A line below contains "Indicate a point on each instance of the squirrel's hind", and a later one contains "x=172, y=97". Repeat both, with every line between them, exactly.

# Stored items

········

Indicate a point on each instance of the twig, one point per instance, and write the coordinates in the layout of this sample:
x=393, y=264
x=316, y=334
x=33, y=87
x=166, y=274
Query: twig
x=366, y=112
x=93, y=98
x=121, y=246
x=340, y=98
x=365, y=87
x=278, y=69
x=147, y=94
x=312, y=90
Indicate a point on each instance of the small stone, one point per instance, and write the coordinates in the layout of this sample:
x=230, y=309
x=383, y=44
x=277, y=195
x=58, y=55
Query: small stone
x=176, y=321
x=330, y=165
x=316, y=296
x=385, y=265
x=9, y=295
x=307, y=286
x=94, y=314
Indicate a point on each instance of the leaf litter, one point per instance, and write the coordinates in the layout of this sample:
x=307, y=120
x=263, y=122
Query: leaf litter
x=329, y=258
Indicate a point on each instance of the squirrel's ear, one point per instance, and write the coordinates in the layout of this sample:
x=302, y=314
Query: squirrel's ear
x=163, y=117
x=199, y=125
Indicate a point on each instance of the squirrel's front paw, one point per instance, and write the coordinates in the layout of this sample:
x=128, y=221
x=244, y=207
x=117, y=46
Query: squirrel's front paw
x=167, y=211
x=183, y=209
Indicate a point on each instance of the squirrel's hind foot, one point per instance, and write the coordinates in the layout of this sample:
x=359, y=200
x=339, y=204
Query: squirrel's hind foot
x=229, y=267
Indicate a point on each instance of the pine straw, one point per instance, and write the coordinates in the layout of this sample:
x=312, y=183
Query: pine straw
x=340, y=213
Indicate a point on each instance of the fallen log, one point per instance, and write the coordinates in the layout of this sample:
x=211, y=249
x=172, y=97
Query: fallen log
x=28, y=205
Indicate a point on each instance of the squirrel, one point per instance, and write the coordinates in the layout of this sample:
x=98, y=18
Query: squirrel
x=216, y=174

········

# Output for this task
Indicate a point on each instance of the squirrel's hind foot, one point per instance, and write the coordinates in the layout of this sample:
x=359, y=200
x=339, y=204
Query: squirrel's hind foot
x=229, y=267
Indicate a point on each instance of the pine straw, one point per instance, and write the coordinates in the layout of this sample:
x=312, y=183
Query: pine straw
x=340, y=213
Indicate a point on each instance of the fallen log, one point per instance, and write the coordinates in the layout of this sample:
x=211, y=249
x=172, y=97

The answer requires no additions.